→ About this task
Copy each line of the records below that mentions the word "query".

→ Supplied records
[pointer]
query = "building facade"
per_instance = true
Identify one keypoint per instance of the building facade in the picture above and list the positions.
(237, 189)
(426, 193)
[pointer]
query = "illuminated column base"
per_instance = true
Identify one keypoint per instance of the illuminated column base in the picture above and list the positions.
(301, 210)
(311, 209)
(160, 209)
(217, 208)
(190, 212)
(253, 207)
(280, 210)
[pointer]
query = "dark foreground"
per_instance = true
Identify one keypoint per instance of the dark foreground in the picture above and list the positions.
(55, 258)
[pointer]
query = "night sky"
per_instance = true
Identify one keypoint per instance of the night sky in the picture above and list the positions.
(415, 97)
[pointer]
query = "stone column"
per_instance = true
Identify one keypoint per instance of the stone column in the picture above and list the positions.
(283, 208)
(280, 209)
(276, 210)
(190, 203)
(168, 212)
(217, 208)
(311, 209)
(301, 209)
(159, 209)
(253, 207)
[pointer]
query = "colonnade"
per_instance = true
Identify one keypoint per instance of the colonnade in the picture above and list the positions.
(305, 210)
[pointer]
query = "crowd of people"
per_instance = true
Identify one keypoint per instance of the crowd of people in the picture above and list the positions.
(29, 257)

→ Solution to the exercise
query = "building facade"
query = "illuminated column base"
query = "dark foreground"
query = "night sky"
query = "stone column"
query = "colonnade"
query = "crowd of people"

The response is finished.